=== TEXT PROVIDED ===
> But every time I need to dig down into the source code, I quickly realize why ...

kazagistar · on Jan 19, 2017

I'm not sure what that has to do with things like race conditions that randomly result in "kill and delete" erroring and leaving the container in a invisble, dead state, with a totally useless error message. There are a lot of resources to keep track of in a system like docker and esoteric error conditions, and pretty poor tools to help you do it correctly in Go.

ekidd · on Jan 18, 2017

> Vault's documentation clearly states to not use ETCD as the HA backend.

Yes, when I reported bugs against the etcd HA backend they said they were going to add more prominent warnings to the docs, if I remember correctly. :-) I think the underlying bug comes from overly optimistic multithreading code using CSP, but I stared at the code for several hours and couldn't see how to make it unambiguously correct.

We now have our own in-house Redis "HA" backend that I wrote which appears to be rock solid in production, but which temporarily disables Vault during Redis restarts. So it's really "fake HA" but it works nicely for our use case and never requires manual intervention or embarrasses us during business hours. I refuse to set up and administer an entire Consul cluster for a single leader-election lock. Managing Consul has its own complications: https://www.consul.io/docs/guides/outage.html

> Instead they started with an architecture where everything goes over an HTTP socket through a daemon with high probability for contention, deadlock, and failure. None of that has anything to do with Go.

The Docker daemon's wire protocol suffers from a kind a of sloppy thinking about data types, in my opinion. Consider this line in a Rust Docker client: https://github.com/faradayio/boondock/blob/bf29afb0c78f8d5d6...

    pub Ports: Option<HashMap<String, Option<Vec<PortMapping>>>>,

Here, the `Option` types say, "This might be a JSON `null` value on the wire." So the `Ports` member might be `null`, or it might contain an empty hashmap, which in turns contains values that might be `null`, or might be `PortMapping` value. The corresponding Go code is extremely unclear (at least in most similar situations) as to which values can be `null` on the wire.

There's a lot of really foggy specifications going on in the network layer of the Docker server. It's not bad in the way that certain old Unix servers like `csvd` were bad, but I feel like Docker could be better if Go demanded more clarity about data types.

=== OBJECTIVES ===
**A)** Decide whether each statement below agrees with the forum thread about Docker and Go above. For each one, answer yes or no and quote the words from the thread that settle it.
(i) The in-house Redis backend keeps Vault available while Redis restarts.
(ii) The author of the Redis backend will not set up an entire Consul cluster for a single leader-election lock.
(iii) The comment by kazagistar is dated Jan 18, 2017.
**B)** Using the forum thread about Docker and Go, answer these questions.
(i) What kind of problem does kazagistar blame for "kill and delete" randomly erroring?
(ii) In the Rust Docker client, what do the `Option` types indicate about a value?
(iii) Which old Unix server is mentioned for comparison with Docker?
**C)** Write the next part of the forum thread about Docker and Go, starting right after its final sentence.

=== DATA RECORDS ===
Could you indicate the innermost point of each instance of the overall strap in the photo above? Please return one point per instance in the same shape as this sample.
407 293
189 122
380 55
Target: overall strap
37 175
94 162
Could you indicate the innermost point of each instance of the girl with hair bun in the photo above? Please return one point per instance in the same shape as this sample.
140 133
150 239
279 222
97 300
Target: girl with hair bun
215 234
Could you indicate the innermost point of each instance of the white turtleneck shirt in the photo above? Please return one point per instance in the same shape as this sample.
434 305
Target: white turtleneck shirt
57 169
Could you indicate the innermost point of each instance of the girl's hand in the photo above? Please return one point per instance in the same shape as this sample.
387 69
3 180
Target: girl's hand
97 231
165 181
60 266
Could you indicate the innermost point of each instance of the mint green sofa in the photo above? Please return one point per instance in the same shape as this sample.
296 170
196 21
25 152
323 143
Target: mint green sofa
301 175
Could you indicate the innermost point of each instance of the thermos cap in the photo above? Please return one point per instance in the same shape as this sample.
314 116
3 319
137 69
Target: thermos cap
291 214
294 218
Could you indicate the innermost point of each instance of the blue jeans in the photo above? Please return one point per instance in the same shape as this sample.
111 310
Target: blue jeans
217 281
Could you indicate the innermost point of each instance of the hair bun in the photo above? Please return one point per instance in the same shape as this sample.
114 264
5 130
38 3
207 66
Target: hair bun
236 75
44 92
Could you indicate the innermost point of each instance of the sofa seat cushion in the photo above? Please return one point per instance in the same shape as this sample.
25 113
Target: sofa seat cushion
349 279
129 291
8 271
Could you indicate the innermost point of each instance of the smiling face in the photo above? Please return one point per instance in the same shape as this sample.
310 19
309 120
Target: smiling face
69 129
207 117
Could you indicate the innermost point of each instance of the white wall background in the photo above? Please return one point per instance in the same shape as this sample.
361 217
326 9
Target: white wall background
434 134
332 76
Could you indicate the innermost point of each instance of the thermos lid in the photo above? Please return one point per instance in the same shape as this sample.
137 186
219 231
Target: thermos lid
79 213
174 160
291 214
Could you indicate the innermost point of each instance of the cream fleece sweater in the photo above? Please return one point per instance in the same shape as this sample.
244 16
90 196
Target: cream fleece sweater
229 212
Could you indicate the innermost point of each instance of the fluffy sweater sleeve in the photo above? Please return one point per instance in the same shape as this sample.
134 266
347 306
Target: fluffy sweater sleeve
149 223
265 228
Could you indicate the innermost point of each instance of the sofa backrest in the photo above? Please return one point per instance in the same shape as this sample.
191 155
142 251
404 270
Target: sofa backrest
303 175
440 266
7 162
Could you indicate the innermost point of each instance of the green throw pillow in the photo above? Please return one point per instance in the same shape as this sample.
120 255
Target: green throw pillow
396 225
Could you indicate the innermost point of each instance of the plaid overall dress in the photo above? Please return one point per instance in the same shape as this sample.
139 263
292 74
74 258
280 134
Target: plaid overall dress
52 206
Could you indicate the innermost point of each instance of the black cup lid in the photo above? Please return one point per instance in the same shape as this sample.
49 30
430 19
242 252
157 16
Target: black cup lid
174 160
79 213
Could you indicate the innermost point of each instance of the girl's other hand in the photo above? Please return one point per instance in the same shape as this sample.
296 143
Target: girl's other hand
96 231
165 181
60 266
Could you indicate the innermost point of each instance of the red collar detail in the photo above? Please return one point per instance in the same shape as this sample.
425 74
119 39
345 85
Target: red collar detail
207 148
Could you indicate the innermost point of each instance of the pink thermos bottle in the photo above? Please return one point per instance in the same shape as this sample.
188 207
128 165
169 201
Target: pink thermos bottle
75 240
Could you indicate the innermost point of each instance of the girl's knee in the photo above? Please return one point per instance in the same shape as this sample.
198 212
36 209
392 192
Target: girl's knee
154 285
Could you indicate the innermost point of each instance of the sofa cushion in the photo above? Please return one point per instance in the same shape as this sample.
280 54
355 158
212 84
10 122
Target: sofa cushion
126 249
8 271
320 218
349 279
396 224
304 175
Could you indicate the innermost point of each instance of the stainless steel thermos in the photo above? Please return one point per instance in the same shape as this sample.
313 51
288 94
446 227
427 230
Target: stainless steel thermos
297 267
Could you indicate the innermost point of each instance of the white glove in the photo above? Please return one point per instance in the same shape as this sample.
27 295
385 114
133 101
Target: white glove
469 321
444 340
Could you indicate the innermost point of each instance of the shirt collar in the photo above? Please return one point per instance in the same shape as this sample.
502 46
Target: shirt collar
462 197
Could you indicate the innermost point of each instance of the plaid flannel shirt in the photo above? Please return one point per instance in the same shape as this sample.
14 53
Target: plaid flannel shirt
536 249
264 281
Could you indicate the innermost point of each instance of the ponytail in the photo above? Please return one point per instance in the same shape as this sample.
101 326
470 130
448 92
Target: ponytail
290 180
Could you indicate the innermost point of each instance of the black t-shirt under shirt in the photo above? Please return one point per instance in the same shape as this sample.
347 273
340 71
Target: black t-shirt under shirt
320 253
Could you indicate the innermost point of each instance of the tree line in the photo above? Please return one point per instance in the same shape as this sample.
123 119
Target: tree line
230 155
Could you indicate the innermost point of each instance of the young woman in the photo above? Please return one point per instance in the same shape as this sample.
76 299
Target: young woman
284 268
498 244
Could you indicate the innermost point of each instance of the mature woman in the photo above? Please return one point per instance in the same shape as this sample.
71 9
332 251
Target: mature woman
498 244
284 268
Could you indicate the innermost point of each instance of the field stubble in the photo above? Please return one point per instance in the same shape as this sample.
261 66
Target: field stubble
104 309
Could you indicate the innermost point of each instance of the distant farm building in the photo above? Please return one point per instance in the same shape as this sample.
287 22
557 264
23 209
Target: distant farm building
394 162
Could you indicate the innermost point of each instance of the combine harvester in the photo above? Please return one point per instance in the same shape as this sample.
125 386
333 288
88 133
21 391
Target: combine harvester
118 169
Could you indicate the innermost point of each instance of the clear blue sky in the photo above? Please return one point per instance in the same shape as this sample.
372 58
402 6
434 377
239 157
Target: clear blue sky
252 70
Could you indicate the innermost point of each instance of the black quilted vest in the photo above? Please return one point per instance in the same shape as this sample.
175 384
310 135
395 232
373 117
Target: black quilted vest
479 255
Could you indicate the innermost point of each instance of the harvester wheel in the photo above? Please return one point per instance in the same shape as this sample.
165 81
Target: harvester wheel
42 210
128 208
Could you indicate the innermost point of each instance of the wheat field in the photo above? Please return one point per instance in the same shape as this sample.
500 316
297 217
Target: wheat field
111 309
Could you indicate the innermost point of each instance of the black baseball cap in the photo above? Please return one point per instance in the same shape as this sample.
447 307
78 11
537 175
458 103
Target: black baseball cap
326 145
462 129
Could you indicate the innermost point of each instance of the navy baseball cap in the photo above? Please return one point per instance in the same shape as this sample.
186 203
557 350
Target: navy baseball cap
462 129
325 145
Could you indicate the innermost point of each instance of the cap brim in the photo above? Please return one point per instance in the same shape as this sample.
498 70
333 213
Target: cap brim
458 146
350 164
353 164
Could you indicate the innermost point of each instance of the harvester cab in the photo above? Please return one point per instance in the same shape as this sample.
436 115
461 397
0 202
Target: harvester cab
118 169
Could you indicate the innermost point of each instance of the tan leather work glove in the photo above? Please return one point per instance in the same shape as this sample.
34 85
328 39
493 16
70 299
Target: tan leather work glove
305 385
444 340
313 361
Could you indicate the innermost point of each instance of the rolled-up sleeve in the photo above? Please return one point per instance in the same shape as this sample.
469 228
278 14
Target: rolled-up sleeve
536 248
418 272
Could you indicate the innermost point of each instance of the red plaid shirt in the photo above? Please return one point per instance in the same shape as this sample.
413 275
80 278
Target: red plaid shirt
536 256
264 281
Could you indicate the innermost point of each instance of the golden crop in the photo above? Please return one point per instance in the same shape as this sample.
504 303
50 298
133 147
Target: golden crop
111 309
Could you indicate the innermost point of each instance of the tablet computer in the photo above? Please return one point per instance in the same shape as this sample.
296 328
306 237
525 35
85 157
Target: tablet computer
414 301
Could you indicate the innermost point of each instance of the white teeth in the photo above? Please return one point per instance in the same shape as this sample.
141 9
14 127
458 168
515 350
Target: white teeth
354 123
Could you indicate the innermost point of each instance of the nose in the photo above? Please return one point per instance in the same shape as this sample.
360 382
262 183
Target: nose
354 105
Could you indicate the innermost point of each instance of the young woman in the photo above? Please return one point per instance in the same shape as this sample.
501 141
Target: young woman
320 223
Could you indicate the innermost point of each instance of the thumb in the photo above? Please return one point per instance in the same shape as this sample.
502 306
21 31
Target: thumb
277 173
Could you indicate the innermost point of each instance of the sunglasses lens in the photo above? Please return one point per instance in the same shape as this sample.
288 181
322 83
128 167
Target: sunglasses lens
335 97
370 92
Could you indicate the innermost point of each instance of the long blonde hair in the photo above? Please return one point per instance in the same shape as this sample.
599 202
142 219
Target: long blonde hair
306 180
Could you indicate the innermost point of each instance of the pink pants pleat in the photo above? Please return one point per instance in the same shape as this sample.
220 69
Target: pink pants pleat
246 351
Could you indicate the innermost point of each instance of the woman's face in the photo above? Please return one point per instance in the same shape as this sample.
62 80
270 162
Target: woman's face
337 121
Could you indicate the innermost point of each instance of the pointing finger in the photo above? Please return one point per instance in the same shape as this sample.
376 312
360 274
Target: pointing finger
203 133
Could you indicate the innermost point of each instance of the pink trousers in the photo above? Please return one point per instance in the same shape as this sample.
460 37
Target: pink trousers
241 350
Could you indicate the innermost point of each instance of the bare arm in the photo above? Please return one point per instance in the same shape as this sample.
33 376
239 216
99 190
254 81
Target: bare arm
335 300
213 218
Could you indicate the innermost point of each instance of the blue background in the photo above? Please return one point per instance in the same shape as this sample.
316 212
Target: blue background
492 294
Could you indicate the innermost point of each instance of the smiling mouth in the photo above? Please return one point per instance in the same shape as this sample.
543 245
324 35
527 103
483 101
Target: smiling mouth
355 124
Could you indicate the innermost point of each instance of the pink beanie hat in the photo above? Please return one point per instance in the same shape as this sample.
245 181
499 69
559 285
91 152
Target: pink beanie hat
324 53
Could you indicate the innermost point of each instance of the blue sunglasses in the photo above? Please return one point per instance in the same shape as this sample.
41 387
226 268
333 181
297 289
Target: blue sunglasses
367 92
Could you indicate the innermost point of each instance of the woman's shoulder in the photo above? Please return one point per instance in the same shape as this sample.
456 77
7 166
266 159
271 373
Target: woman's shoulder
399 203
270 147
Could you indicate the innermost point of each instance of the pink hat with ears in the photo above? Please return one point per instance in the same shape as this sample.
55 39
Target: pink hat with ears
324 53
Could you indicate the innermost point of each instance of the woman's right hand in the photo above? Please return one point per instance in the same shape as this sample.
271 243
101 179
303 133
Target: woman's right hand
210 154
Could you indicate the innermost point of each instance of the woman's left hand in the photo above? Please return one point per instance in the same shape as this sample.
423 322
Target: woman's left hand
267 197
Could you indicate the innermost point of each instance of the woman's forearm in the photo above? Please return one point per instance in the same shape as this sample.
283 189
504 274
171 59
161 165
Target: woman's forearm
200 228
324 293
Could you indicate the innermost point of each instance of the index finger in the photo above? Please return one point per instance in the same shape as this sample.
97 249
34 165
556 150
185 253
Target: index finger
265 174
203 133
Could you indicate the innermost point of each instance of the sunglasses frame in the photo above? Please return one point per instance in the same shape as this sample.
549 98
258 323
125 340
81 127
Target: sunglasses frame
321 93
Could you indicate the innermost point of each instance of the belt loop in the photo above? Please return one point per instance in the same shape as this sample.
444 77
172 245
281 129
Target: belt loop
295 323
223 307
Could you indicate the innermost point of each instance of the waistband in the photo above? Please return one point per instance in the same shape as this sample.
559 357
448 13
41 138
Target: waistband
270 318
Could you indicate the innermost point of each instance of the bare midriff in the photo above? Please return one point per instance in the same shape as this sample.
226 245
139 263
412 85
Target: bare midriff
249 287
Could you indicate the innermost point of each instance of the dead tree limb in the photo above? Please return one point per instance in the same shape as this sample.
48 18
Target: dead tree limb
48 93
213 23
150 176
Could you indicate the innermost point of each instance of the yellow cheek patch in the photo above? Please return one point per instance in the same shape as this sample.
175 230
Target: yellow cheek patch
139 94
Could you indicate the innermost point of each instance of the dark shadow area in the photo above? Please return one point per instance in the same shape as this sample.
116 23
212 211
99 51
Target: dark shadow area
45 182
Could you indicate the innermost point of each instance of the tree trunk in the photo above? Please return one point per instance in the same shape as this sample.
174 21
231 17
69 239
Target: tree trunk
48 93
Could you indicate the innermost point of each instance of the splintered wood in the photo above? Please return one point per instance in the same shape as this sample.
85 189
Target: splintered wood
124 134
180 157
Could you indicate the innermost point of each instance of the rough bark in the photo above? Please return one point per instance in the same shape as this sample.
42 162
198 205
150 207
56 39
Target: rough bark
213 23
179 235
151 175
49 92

=== RESULTS FOR THE EXERCISE ===
**A)**
(i) No: "which temporarily disables Vault during Redis restarts."
(ii) Yes: "I refuse to set up and administer an entire Consul cluster for a single leader-election lock."
(iii) No: "kazagistar · on Jan 19, 2017"

**B)**
(i) Race conditions.
(ii) The value might be a JSON `null` on the wire.
(iii) `csvd`.

**C)**
On the other hand, Docker is clearly a raging commercial success, and it actually works quite nicely (at least if you use Amazon's ECS to manage your clusters). So maybe I'm just being overly fastidious. Clearly all this new Go-based devops infrastructure is hugely successful, even if many of us get frustrated with it now and then.

Still, I really wish that more programming languages forced you to be clear about which values can be `null` and which can't. Hoare called it his "billion dollar mistake": http://lambda-the-ultimate.org/node/3186

bmurphy1976 · on Jan 19, 2017

I'm still unconvinced Docker's choice of using Go is the primary culprit for their problems. If Docker had started bottom up they would have been forced to design tighter contracts between the components from the beginning (regardless of language).

Ultimately it's the architectural decision to couple everything that allowed them to be loosey-goosey with internal-only interfaces. Why bother specifying them thoroughly if you can update all components simultaneously and have no dependencies outside of your control? I'm sure a tighter language would have helped in the small, but their problems are categorically big problems that I believe transcend smaller and more localized failings.

My experience using Consul for the Vault backend has been pretty good. Yes, you have to manually go in and clean up old nodes after a restart, but that isn't too bad. So far (knock on wood) we haven't run into a situation where a replacement node has refused to join the cluster or the cluster has out-right failed.

That said, I do wish they would put the effort to properly integrate with Etcd. We've gone through the motions of setting up and managing a highly-available Etcd cluster for quite some time now and are more confident running it than Consul. I'd rather standardize on Etcd myself, but I'm not inclined to swim upstream. :)